- **Objective**
Reproduce every line of the entries below, including the labeling instructions, and shift each answer point by adding 50 to both its x and y coordinates. Leave the pictures out of your output.

- **Data excerpts**
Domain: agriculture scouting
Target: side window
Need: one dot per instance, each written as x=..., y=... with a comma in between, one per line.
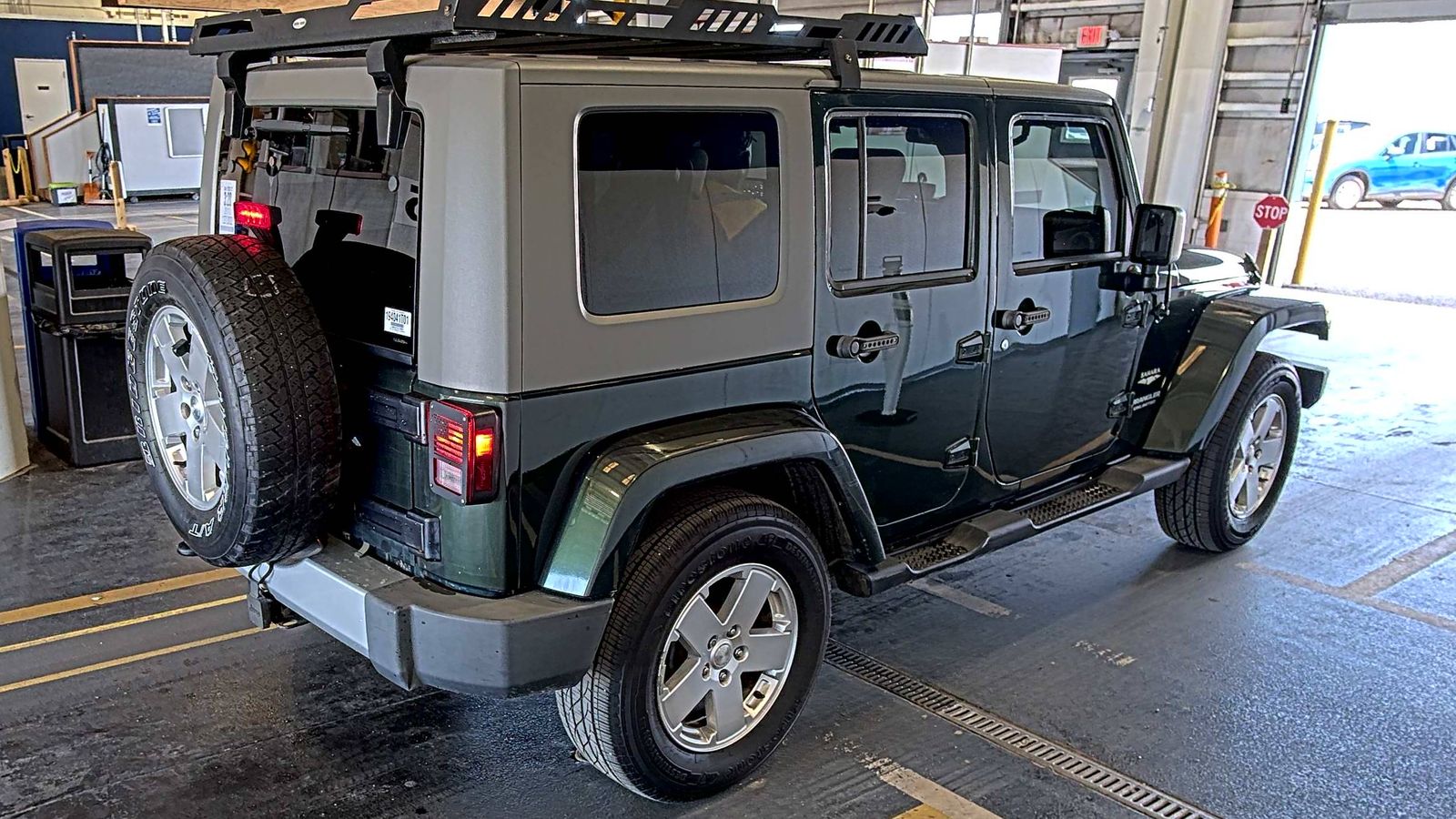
x=1067, y=200
x=899, y=196
x=677, y=208
x=1402, y=146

- **Exercise result**
Domain: agriculture scouting
Target: side window
Need: one dot per instance, each written as x=..., y=... with a comma in between, one per line.
x=1117, y=250
x=949, y=246
x=727, y=258
x=1452, y=196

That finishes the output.